**Tasks to carry out**
1. Please rewrite the stretch of the GFF3toolkit forum post from "I wonder how" through "the line number?", swapping "gene ID" for "transcript ID".
2. Write the next part of the GFF3toolkit forum post, picking up right after its last sentence.

GFF3toolkit
GFF3toolkit copied to clipboard
removing models from a list
Hello,
I would like to use the GFF3toolkit to remove some gene models (all with one isoform, from an external list) from a gff3 file. I first run
gff3_QC -g assembly_MAKER1.gff -f assembly.fa -o QC_report1 -s QC_stats1
and got this report:
==> QC_report <==
Line_num Error_code Error_level Error_tag
['Line 1'] Esf0014 Error ["##gff-version" missing from the first line]
['Line 15079'] Esf0012 Info [Found 5 Ns in CDS feature of length 296 using the external FASTA, consists of 1 segment (start, length): (210940, 5)]
==> QC_stats <==
Error_code Number_of_problematic_models Error_level Error_tag
Esf0014 1 Error ##gff-version" missing from the first line
Esf0012 1 Info Found Ns in a feature using the external FASTA
(I can fix the header myself)
I wonder how I can use gff3_fix
to remove ~1500 genes (gene, mRNA, exon, and CDS lines): is it possible to create a 4-column file to submit to -qc_r
? Can I use any of the error codes that have a "delete_model" function? Is there a way to specify the gene ID instead of the line number?

**Material supplied**

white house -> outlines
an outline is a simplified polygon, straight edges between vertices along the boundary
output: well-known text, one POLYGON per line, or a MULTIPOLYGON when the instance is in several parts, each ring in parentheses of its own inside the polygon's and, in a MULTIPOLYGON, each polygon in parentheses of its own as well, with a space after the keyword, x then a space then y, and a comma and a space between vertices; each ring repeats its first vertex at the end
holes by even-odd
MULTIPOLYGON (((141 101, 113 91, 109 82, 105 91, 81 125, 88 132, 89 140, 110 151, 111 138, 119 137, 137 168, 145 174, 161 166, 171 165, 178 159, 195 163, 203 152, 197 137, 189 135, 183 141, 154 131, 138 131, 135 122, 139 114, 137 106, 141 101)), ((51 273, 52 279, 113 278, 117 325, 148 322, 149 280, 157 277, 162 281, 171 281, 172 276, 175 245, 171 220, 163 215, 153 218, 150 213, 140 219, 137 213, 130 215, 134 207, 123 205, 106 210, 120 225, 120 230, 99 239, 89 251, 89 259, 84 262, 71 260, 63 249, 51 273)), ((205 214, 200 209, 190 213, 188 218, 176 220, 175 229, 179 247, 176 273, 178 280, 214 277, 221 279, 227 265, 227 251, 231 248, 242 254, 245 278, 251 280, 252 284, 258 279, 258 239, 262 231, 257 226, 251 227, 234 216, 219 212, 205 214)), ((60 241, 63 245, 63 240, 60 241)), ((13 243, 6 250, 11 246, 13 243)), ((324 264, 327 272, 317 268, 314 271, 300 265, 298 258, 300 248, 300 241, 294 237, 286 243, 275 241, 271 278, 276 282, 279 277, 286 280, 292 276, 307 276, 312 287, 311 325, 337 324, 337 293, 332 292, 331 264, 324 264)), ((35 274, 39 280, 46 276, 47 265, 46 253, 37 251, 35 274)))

**Your responses**
1.
I wonder how I can use gff3_fix
to remove ~1500 genes (gene, mRNA, exon, and CDS lines): is it possible to create a 4-column file to submit to -qc_r
? Can I use any of the error codes that have a "delete_model" function? Is there a way to specify the transcript ID instead of the line number?

2.
Also, is there a feature to remove gene models whose protein sequence does not start with M? Thanks, Dario
Hi @dcopetti - that's an interesting use case! I suppose you could hack a qc report file to get that done. The qc reports are line-based because not every feature in gff3 is required to have an ID. So you could provide the line number of the gene feature and assign it an error code that uses the delete_model function (https://github.com/NAL-i5K/GFF3toolkit/blob/master/docs/gff3_fix.py-documentation.rst). I've never tried this, but it might work.
The gff3toolkit doesn't have a function to flag or delete models with partial protein sequences.
Thanks, I will try it next time!
I found a way with gffread
, using --nids
and --keep_genes
- mine was not a new problem after all.